Search the material and gather each line with "instance" in it.

Start of Data supplied

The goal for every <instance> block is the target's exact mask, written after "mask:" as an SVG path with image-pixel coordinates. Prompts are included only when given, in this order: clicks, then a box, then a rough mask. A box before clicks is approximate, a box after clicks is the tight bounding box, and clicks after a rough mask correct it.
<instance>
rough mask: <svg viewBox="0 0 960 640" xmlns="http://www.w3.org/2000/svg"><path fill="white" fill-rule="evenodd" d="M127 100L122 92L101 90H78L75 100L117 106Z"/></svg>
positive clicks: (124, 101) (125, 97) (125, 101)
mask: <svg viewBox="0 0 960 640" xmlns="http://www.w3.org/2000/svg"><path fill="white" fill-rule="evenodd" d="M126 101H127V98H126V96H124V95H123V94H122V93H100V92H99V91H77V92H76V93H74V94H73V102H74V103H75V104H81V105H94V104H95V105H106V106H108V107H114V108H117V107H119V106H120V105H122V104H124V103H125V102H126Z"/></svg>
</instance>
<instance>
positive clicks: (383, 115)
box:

End of Data supplied

Your response:
The goal for every <instance> block is the target's exact mask, written after "mask:" as an SVG path with image-pixel coordinates. Prompts are included only when given, in this order: clicks, then a box, then a rough mask. A box before clicks is approximate, a box after clicks is the tight bounding box, and clicks after a rough mask correct it.
<instance>
</instance>
<instance>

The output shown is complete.